## STATED PROBLEM
Starting at the line that holds "Task: tag the white", copy every line exactly through the end of the data, and no others.

— start RECORDS FOR THE TASK —

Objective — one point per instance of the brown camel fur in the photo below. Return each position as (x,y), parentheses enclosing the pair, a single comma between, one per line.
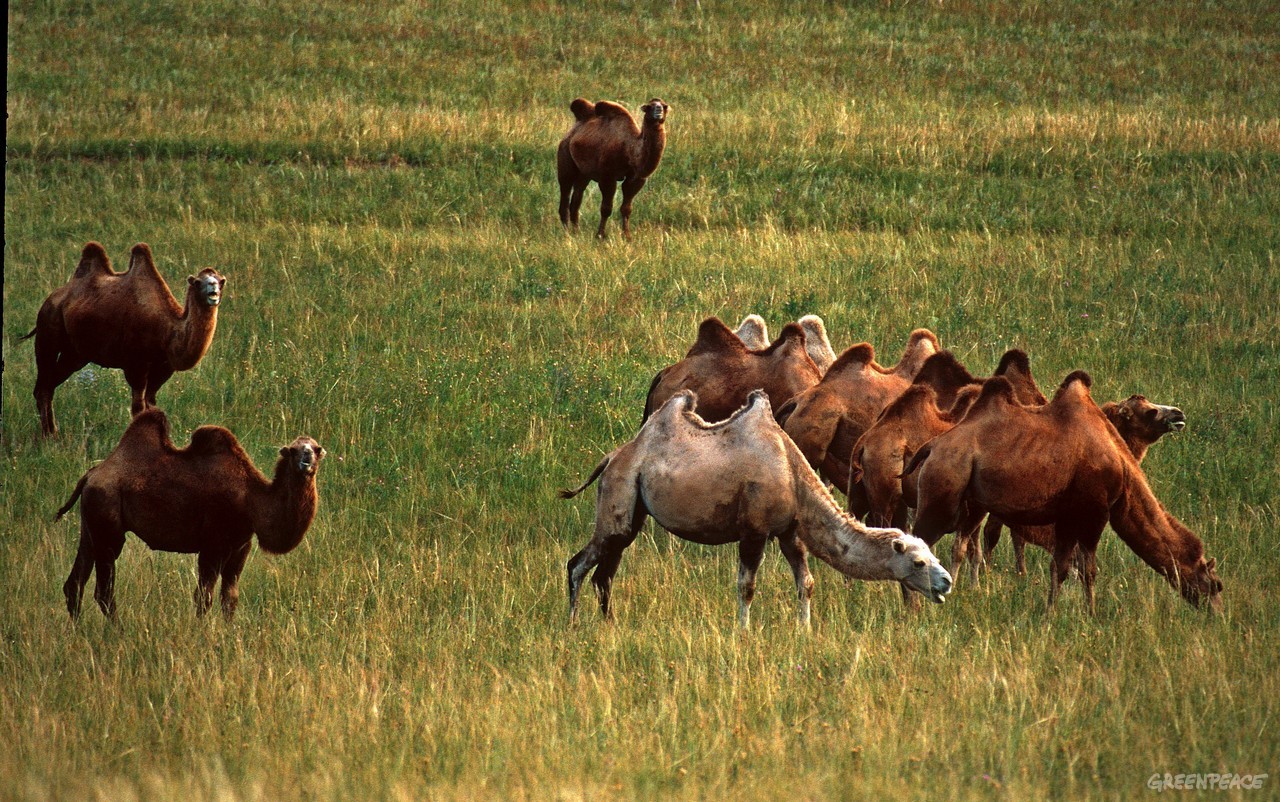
(722,371)
(607,146)
(754,334)
(826,420)
(127,320)
(737,481)
(1063,464)
(206,499)
(1139,424)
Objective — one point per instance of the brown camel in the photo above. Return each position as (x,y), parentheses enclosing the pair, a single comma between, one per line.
(827,418)
(606,146)
(722,370)
(737,481)
(206,499)
(754,334)
(1139,424)
(127,320)
(1063,464)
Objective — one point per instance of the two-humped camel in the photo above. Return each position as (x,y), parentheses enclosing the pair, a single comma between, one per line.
(737,481)
(607,146)
(127,320)
(1061,464)
(1139,424)
(206,498)
(722,371)
(827,418)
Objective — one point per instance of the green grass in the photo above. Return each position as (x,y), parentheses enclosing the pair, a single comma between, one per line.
(1095,183)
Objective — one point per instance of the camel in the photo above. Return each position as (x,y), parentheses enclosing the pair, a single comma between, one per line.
(1061,464)
(607,146)
(736,481)
(1139,424)
(127,320)
(722,371)
(754,334)
(827,418)
(206,498)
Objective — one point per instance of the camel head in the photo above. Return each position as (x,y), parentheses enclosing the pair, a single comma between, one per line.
(1150,420)
(654,111)
(914,566)
(1202,585)
(302,456)
(208,287)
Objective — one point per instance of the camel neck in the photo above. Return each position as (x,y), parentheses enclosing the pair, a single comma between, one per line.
(836,537)
(283,511)
(1157,537)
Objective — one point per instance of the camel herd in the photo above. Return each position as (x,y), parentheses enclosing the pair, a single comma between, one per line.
(923,435)
(739,440)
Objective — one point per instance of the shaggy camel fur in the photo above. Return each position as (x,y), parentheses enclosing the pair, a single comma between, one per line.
(737,481)
(1139,424)
(754,334)
(206,499)
(722,370)
(127,320)
(606,146)
(1063,464)
(827,418)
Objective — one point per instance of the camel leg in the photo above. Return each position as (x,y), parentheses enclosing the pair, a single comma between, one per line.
(232,568)
(796,557)
(51,370)
(156,376)
(607,191)
(137,380)
(630,187)
(81,569)
(750,551)
(208,567)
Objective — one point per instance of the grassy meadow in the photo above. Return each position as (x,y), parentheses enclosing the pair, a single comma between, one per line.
(1097,183)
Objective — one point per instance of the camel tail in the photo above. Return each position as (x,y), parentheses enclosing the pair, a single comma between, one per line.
(71,502)
(920,456)
(595,475)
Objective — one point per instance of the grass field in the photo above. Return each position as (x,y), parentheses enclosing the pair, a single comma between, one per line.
(1092,182)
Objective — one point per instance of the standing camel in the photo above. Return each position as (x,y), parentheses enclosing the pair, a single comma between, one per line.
(206,499)
(127,320)
(607,146)
(736,481)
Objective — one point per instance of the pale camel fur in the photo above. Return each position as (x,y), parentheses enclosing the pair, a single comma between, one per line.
(737,481)
(1063,464)
(206,499)
(827,418)
(127,320)
(722,370)
(607,146)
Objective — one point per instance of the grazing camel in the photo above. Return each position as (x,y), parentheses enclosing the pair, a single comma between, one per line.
(1139,424)
(722,370)
(737,481)
(827,418)
(127,320)
(754,334)
(206,498)
(606,146)
(1063,464)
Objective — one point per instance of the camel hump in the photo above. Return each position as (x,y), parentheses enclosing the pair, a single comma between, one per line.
(716,338)
(944,369)
(1014,358)
(607,108)
(583,109)
(94,261)
(855,356)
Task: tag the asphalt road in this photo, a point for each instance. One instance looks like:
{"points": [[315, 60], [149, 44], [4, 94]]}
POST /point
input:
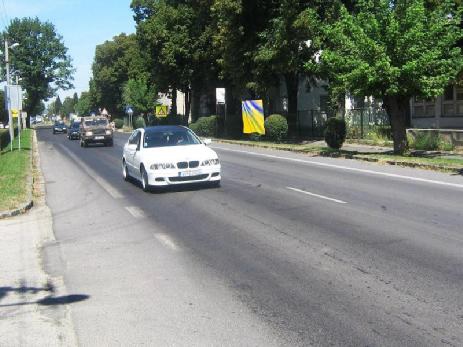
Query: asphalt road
{"points": [[291, 250]]}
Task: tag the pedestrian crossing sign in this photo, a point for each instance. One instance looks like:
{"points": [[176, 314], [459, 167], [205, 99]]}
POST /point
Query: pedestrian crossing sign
{"points": [[161, 111]]}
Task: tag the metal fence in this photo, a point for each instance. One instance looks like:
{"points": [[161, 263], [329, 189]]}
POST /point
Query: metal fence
{"points": [[359, 122]]}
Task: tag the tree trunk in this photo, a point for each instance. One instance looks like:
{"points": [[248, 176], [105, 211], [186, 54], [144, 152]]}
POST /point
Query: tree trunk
{"points": [[173, 109], [292, 88], [397, 109], [195, 104], [187, 106]]}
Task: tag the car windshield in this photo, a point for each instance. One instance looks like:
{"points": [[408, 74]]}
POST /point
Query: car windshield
{"points": [[164, 138], [98, 121]]}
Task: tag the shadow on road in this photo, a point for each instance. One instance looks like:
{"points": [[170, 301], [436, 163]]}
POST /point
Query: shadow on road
{"points": [[49, 300]]}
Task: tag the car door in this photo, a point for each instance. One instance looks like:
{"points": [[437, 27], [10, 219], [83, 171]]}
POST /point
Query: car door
{"points": [[130, 149]]}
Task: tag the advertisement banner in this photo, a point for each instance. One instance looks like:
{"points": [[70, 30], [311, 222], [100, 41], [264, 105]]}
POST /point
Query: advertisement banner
{"points": [[161, 111], [253, 117]]}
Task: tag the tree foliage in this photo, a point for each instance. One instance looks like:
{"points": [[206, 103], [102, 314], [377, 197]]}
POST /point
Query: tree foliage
{"points": [[115, 62], [139, 94], [393, 51], [41, 60]]}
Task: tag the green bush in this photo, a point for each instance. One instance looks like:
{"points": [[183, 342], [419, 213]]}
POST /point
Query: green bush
{"points": [[276, 127], [429, 141], [139, 122], [118, 123], [335, 132], [205, 126]]}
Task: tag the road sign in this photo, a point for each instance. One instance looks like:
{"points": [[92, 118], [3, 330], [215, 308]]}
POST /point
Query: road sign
{"points": [[161, 111]]}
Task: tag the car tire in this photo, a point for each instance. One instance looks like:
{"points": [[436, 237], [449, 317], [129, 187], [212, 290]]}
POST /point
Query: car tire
{"points": [[125, 171], [144, 180]]}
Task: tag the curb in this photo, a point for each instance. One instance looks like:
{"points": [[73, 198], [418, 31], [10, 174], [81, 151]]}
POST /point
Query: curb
{"points": [[24, 207], [354, 156]]}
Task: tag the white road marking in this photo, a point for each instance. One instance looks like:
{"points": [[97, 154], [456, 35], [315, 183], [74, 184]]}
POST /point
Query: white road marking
{"points": [[316, 195], [309, 162], [167, 241], [102, 182], [135, 211]]}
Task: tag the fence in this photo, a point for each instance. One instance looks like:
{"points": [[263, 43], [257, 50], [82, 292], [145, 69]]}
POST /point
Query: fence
{"points": [[360, 121]]}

— end RECORDS FOR THE TASK —

## SOLUTION TO THIS TASK
Task: tag the white road marking in this photo, a point for each instance. One instance looks like:
{"points": [[97, 154], [456, 35], [315, 183], [74, 184]]}
POST /point
Query: white road marking
{"points": [[316, 195], [309, 162], [167, 241], [102, 182], [135, 211]]}
Task: tag the fence in this photo, a point for each instance. One instance looks like:
{"points": [[263, 43], [257, 50], [82, 292], [145, 69]]}
POST /point
Query: fence
{"points": [[360, 121]]}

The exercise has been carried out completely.